* List of tasks *
a. Answer these from the passage on the "never kissed a Tory" slogan:
(i) What slogan followed the party's highlighted "kiss a Tory" version?
(ii) At which festival did Magid Magid display "Sheffield's ten commandments"?
(iii) Which party does Jess Phillips represent as an MP?
b. Please output the section of the passage on the "never kissed a Tory" slogan that begins at the words "Responding to the" and stops after the words "to Brighton Pride.".

* Text passage *
▬▬▬
Responding to the "never kissed a Tory" slogan, the Conservative Party created several counter-slogans. The party initially copied the original slogan itself, highlighting the letters within it to read "kiss a Tory". This was followed by the slogan "I kissed a Tory, and I liked it!" LGBTory also responded by bringing t-shirts to pride marches that read, "I've come out... I'm a Tory". Politician David Bull, a Conservative at the time, wore the latter slogan on a t-shirt to Brighton Pride.

The slogan became particularly popular during the Labour leadership of Jeremy Corbyn, who was on the left wing of the party, and as of 2017 badges and t-shirts displaying it were prevalent at Labour's annual party conferences. In 2018, the slogan was shared by the left-wing political organisation Momentum as well as journalist Owen Jones on Twitter. Jones was met with a backlash from those on the political right, to which Jones replied, "Always amusing how the right accuses the left of being perpetually offended by everything, yet this light-hearted tweet by Momentum about kissing has left a load of right-wingers frothing at the mouth" He followed up by also tweeting, "If you want to kiss Tories, Momentum are not going to stop you." The same year, the Lord Mayor of Sheffield Magid Magid, a Green Party member, jokingly displayed "Sheffield's ten commandments" at the Tramlines Festival; one such commandment was "don't kiss a Tory". In 2019, Labour MP Jess Phillips said of the slogan that "I can't say I've never kissed a Tory, because I didn't voter ID all the people I've kissed in my life."
▬▬▬
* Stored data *
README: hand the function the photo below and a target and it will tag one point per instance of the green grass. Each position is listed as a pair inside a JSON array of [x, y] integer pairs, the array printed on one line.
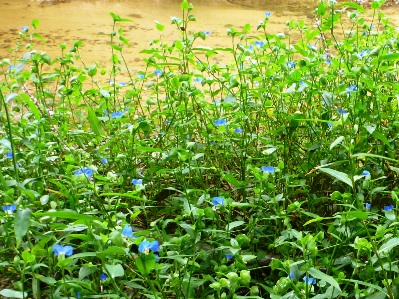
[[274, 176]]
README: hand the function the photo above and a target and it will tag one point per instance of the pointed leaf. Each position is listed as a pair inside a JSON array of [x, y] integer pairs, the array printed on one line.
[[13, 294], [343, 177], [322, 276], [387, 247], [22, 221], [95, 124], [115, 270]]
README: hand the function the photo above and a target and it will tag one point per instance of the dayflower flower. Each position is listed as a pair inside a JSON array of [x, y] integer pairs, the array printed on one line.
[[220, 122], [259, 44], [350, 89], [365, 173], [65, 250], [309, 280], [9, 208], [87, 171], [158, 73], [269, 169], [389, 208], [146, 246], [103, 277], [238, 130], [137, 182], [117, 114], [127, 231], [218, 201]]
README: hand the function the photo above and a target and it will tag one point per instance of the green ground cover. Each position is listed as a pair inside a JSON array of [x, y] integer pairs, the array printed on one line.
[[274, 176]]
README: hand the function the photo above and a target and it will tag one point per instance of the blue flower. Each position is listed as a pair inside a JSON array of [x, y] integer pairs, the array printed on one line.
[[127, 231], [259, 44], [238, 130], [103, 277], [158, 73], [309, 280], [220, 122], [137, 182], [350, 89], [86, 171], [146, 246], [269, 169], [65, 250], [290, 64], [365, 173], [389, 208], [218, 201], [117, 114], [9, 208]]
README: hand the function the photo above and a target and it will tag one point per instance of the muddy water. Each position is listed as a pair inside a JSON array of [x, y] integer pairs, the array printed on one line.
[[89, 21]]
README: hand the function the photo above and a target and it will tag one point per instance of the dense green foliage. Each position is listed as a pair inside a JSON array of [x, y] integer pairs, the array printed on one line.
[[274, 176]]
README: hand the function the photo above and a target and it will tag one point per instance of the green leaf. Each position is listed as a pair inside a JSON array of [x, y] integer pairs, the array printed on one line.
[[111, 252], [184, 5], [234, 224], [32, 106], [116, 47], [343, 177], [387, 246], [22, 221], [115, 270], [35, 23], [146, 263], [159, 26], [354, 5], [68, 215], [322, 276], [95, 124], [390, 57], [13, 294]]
▬▬▬
* Results for each task *
a.
(i) "I kissed a Tory, and I liked it!"
(ii) The Tramlines Festival
(iii) Labour

b.
Responding to the "never kissed a Tory" slogan, the Conservative Party created several counter-slogans. The party initially copied the original slogan itself, highlighting the letters within it to read "kiss a Tory". This was followed by the slogan "I kissed a Tory, and I liked it!" LGBTory also responded by bringing t-shirts to pride marches that read, "I've come out... I'm a Tory". Politician David Bull, a Conservative at the time, wore the latter slogan on a t-shirt to Brighton Pride.